-- START Raw records --
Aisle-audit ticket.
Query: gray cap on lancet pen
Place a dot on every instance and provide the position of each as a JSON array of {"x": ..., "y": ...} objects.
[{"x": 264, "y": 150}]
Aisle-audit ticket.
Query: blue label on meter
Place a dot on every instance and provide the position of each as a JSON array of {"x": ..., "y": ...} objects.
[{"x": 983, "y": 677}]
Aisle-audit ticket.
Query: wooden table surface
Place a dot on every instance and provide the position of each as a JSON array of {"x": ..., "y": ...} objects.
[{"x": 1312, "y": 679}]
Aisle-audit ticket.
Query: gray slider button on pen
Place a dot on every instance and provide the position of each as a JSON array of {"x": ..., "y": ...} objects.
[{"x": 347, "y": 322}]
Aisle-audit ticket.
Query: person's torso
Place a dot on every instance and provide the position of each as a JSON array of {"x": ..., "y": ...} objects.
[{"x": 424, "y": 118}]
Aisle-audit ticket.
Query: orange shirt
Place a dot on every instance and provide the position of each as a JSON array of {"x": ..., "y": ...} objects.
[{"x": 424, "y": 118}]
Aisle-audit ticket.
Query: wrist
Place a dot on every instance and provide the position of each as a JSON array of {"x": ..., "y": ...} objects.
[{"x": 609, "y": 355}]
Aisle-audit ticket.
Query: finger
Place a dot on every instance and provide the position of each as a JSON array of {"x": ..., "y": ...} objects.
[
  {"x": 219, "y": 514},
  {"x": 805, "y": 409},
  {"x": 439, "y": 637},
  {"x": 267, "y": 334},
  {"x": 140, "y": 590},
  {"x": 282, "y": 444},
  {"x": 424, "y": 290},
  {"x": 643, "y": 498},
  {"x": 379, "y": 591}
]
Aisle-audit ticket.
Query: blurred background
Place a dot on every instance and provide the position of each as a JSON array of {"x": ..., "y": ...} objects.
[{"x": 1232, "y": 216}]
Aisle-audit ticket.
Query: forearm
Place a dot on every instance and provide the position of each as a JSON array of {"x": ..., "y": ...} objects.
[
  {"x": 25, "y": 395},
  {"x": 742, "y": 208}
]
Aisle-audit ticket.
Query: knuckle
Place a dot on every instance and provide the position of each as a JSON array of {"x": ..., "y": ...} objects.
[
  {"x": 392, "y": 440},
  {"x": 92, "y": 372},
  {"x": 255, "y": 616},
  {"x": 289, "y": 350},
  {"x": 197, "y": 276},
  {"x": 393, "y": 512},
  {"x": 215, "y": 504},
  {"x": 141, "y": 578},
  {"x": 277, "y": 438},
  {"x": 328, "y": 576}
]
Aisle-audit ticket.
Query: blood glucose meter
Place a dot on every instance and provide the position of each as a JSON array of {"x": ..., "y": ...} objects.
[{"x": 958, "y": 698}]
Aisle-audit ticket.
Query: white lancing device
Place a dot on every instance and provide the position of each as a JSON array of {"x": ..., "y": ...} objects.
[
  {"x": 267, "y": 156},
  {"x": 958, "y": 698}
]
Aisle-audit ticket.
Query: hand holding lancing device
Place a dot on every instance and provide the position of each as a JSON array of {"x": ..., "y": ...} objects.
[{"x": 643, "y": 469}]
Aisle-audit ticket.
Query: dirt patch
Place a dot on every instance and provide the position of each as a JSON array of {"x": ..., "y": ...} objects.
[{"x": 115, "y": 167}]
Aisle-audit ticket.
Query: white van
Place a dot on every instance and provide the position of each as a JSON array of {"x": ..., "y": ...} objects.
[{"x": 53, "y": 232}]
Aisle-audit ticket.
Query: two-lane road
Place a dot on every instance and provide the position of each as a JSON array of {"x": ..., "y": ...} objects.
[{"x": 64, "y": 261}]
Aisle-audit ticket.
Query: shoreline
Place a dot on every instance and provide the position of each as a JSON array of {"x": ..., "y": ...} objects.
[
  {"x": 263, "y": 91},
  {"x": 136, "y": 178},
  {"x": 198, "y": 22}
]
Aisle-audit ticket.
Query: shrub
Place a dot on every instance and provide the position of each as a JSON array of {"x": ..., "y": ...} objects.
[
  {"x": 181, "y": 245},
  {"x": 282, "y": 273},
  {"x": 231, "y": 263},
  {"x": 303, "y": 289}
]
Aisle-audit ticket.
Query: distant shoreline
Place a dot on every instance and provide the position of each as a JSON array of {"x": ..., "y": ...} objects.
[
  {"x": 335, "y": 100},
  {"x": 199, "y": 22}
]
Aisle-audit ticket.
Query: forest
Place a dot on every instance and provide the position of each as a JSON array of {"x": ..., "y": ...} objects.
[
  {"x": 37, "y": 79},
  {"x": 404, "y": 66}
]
-- END Raw records --
■ Your goal: Quote each line of the data above exactly as written.

■ Result of the exercise:
Aisle-audit ticket.
Query: gray cap on lancet pen
Place a dot on every instance and provide the position of each as a JSON array of {"x": ..., "y": ...} objects.
[{"x": 264, "y": 150}]
Aisle-audit ticket.
Query: blue label on meter
Place a dot on every instance and provide the position of each as a JSON array of {"x": ..., "y": ...} objects.
[{"x": 983, "y": 677}]
Aisle-audit ticket.
Query: wooden table surface
Place a dot on every instance and provide the position of each as a JSON array of {"x": ..., "y": ...} objects.
[{"x": 1312, "y": 679}]
Aisle-audit ticket.
Query: gray slider button on pen
Place a dot on every instance and provide the position of each as a JSON array of {"x": ..., "y": ...} objects.
[{"x": 347, "y": 322}]
Aisle-audit ticket.
Query: person's torso
Place a dot on every instance and provide the position of each as a JSON array of {"x": ..., "y": ...} objects.
[{"x": 424, "y": 118}]
Aisle-audit ticket.
Query: orange shirt
Place a dot on every instance and provide the position of each as a JSON array of {"x": ..., "y": ...} objects.
[{"x": 424, "y": 118}]
Aisle-audit ticket.
Query: wrist
Place a dot on every instance and provide the position of each as a JSON array of {"x": ..., "y": ...} objects.
[{"x": 609, "y": 355}]
Aisle-audit ticket.
Query: finger
Place a dot on every instance and provide the position of each as a JSON array of {"x": ..., "y": ...} objects.
[
  {"x": 219, "y": 514},
  {"x": 805, "y": 409},
  {"x": 439, "y": 637},
  {"x": 267, "y": 334},
  {"x": 140, "y": 590},
  {"x": 282, "y": 444},
  {"x": 424, "y": 290},
  {"x": 643, "y": 498},
  {"x": 379, "y": 591}
]
Aisle-audit ticket.
Query: blurred background
Place a dot on every instance and provide the position of each as a JSON array of {"x": ..., "y": ...} objects.
[{"x": 1232, "y": 216}]
Aisle-audit ticket.
Query: forearm
Place a dot on every instance and provide the position of each as a JSON array of {"x": ..., "y": ...} objects.
[
  {"x": 25, "y": 395},
  {"x": 742, "y": 208}
]
Aisle-audit ticket.
Query: knuckle
Place a dot on every instance and provide the position of each as a JSON array of {"x": ..., "y": ...} objects.
[
  {"x": 392, "y": 440},
  {"x": 92, "y": 372},
  {"x": 255, "y": 616},
  {"x": 289, "y": 350},
  {"x": 197, "y": 276},
  {"x": 393, "y": 512},
  {"x": 215, "y": 504},
  {"x": 141, "y": 578},
  {"x": 277, "y": 438},
  {"x": 328, "y": 576}
]
Aisle-audit ticket.
Query: blood glucose meter
Place a dot on every instance and provide the position of each as a JSON array of {"x": ..., "y": ...} objects.
[{"x": 958, "y": 698}]
Aisle-audit ticket.
Query: white lancing device
Place a dot on every instance and provide the position of each as a JSON array of {"x": ..., "y": ...} objects.
[
  {"x": 267, "y": 156},
  {"x": 958, "y": 698}
]
Aisle-audit ticket.
Query: hand holding lancing device
Place a dot on every instance and provide the position of each as a JSON array of {"x": ..., "y": ...} objects.
[{"x": 643, "y": 469}]
Aisle-audit ticket.
Query: dirt patch
Place a dot on every instance and provide the position of each as a JSON array of {"x": ..., "y": ...} objects.
[{"x": 115, "y": 167}]
Aisle-audit ticket.
Query: white van
Place a dot on every instance and provide the position of each as a JSON array of {"x": ..., "y": ...} objects.
[{"x": 53, "y": 232}]
Aisle-audit ticket.
Query: two-lane road
Place a dot on every instance and provide the position of each as a JSON array of {"x": ..., "y": ...} objects.
[{"x": 64, "y": 261}]
Aisle-audit ticket.
Query: shoreline
Place a dot on every instance and provide the position of each as a JSON array of {"x": ..., "y": ...} objects.
[
  {"x": 263, "y": 91},
  {"x": 136, "y": 178},
  {"x": 198, "y": 22}
]
Aisle-audit ticket.
Query: shrub
Place a dot on every instance and provide the position of each as a JSON array of {"x": ..., "y": ...} objects.
[
  {"x": 181, "y": 245},
  {"x": 282, "y": 273},
  {"x": 231, "y": 263},
  {"x": 303, "y": 289}
]
Aisle-audit ticket.
Query: distant shoreline
Place a dot on every instance and provide the position of each as a JSON array of {"x": ..., "y": ...} objects.
[
  {"x": 335, "y": 100},
  {"x": 199, "y": 22}
]
Aisle-audit ticket.
Query: forest
Place a dot on every instance and provide the position of each as a JSON array of {"x": ..., "y": ...} objects.
[
  {"x": 37, "y": 79},
  {"x": 404, "y": 66}
]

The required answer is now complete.